* [SET EXERCISE 1]: Convert the listing from the line with "Please annotate the lamp" to the line with "<point>500,87</point>" into a JSON list of strings, one string per line and no blank lines.

* [TEXT EXTRACT]:
[Begin]

FEC: Cenac lied about contributions
 
JOHN DeSANTIS
 
May 28, 2013
 

It started with a complaint against a senatorial campaign's handling of contributions, brought by a Washington, D.C. watchdog group.

It will end with adjudication of a federal criminal charge brought against the scion of a Houma marine towing company.

Arlen "Benny" Cenac will enter a plea at an as-yet-undetermined date before a federal magistrate when he answers an allegation that he lied to the Federal Election Commission about contributions he made to the campaigns of Sens. Mary Landrieu, D-La., and David Vitter, R-La., in the names of relatives and associates authorities say had no knowledge of the ruse.

Federal election laws limit the amount of money an individual or a company may contribute to a candidate. The underlying allegation is that Cenac had attempted to give more money than is legally allowed to Landrieu and Vitter by making it appear the money had come from other people.

If convicted, Cenac faces a maximum term of five years in prison, a $250,000 fine and three years of supervised probation following his release.

U.S. Attorney Dana Boente filed a 1-count bill of information against Cenac, alleging "between Feb. 16, 2008, and May 24, 2008, Cenac, who is the president and owner of Cenac Towing, submitted cashier's checks that he purchased in the names of individuals other than himself to the campaigns of two United States Senate candidates."

The bill of information is an accusation, similar to a grand jury indictment, but brought only by a prosecutor.

"The money Cenac used to purchase these cashier's checks came from personal and corporate accounts," a statement from Boente's office reads. "In submitting these contributions to the campaigns, Cenac neither obtained nor sought the knowledge, permission or authority of the individuals he listed as remitters on the cashier's checks."

This, according to court papers, caused a knowing and willful "submission of a materially false, fictitious, and fraudulent statement and representation, that is the submission by unwitting authorized campaign committees of candidates for the United States Senate to the Federal Election Commission of a report that was materially false in reporting the source and amount of contributions to the campaigns."

Cenac Responds

Cenac's Washington, D.C.-based attorney, Kwame J. Manley, said since July 2011, his client "voluntarily resolved all issues with the FEC and paid a civil fine in connection with the case."

"The bill of information filled yesterday is part of Mr. Cenac's agreement with the Department of Justice to resolve the remaining aspects of this matter," Manley said. "Mr. Cenac has learned from this experience and looks forward to implementing enhanced procedures to ensure full compliance with election laws in the future."

[End]

* [EXTRACTED ENTRIES]:
[Begin]

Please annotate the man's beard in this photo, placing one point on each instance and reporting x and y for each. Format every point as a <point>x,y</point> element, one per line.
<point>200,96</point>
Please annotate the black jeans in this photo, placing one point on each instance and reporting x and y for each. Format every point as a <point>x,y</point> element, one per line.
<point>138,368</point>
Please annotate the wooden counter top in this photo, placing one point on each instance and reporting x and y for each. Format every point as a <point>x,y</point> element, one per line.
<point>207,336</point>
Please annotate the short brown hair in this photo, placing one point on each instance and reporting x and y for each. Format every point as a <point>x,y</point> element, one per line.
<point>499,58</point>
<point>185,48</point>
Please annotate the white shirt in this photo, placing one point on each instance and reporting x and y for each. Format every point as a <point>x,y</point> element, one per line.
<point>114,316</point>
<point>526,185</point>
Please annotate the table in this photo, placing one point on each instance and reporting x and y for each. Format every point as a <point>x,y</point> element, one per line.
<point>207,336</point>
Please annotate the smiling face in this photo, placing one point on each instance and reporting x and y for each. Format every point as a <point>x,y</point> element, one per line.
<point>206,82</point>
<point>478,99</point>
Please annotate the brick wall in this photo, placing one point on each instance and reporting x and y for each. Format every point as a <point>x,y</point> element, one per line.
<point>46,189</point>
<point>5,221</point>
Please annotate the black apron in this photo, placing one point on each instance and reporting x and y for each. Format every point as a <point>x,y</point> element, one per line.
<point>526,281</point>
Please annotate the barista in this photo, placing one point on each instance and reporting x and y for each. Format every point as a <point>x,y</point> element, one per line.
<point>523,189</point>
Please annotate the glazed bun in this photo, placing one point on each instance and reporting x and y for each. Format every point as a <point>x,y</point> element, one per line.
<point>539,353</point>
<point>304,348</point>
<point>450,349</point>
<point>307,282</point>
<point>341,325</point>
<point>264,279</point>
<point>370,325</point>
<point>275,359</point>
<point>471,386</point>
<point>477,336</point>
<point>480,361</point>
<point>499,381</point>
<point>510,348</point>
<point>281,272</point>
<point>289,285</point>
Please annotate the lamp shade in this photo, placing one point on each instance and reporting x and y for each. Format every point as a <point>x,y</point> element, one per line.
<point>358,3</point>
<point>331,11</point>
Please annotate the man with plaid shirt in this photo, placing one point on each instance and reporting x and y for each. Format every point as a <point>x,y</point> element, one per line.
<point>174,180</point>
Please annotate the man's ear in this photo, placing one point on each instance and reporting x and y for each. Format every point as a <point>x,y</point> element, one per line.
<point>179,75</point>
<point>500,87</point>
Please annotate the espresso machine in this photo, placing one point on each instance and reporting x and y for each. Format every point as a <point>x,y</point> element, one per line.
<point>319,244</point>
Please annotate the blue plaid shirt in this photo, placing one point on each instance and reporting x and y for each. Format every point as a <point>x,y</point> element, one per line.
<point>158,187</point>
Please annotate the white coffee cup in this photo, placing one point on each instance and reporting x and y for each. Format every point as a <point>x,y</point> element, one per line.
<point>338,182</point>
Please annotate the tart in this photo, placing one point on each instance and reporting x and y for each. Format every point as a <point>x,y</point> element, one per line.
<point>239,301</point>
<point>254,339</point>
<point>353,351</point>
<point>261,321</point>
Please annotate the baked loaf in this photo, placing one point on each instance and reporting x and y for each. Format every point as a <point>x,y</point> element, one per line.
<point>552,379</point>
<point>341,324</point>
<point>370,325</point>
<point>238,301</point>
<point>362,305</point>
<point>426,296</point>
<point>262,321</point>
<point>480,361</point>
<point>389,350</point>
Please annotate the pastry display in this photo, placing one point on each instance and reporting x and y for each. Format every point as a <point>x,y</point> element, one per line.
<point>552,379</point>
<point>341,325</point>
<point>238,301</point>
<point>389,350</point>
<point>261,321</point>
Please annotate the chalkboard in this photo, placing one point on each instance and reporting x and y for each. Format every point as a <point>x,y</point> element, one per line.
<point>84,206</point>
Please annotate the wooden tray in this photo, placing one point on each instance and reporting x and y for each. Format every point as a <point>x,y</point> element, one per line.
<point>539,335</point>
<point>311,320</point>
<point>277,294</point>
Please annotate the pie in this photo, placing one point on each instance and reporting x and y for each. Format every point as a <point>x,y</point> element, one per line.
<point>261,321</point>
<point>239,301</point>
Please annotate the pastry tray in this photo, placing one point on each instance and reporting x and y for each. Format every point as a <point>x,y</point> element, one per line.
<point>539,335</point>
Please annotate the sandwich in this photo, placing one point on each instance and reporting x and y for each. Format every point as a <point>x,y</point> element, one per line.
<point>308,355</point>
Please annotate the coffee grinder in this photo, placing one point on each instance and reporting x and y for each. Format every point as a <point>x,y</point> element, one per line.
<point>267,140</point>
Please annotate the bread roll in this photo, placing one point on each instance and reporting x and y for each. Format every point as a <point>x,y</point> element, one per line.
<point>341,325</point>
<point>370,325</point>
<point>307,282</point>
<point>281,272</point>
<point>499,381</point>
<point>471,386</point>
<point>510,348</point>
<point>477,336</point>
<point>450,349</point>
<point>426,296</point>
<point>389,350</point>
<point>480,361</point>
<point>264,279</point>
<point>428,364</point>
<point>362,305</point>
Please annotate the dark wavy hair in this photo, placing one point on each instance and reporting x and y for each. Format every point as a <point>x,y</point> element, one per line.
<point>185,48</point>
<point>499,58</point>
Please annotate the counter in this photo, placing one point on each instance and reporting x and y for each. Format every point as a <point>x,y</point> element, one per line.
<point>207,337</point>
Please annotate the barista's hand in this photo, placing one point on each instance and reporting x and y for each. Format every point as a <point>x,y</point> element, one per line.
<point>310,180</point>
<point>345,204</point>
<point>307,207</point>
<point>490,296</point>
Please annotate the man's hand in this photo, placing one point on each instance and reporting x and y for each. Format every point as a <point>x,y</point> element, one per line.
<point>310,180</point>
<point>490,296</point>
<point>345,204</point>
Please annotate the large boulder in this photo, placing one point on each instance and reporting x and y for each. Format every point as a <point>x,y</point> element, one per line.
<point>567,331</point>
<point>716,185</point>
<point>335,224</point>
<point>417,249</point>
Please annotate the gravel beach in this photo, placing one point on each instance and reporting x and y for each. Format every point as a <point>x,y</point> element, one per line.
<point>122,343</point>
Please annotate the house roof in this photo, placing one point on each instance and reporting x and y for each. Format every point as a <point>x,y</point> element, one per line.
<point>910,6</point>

[End]

* [SET EXERCISE 2]: Reproduce the passage of the article on Cenac's FEC case from "JOHN DeSANTIS" to "D.C. watchdog group.", changing "watchdog group" to "oversight organization".

* [PROBLEM SOLUTION 1]:
[
  "Please annotate the lamp shade in this photo, placing one point on each instance and reporting x and y for each. Format every point as a <point>x,y</point> element, one per line.",
  "<point>358,3</point>",
  "<point>331,11</point>",
  "Please annotate the man with plaid shirt in this photo, placing one point on each instance and reporting x and y for each. Format every point as a <point>x,y</point> element, one per line.",
  "<point>174,180</point>",
  "Please annotate the man's ear in this photo, placing one point on each instance and reporting x and y for each. Format every point as a <point>x,y</point> element, one per line.",
  "<point>179,75</point>",
  "<point>500,87</point>"
]

* [PROBLEM SOLUTION 2]:
JOHN DeSANTIS
 
May 28, 2013
 

It started with a complaint against a senatorial campaign's handling of contributions, brought by a Washington, D.C. oversight organization.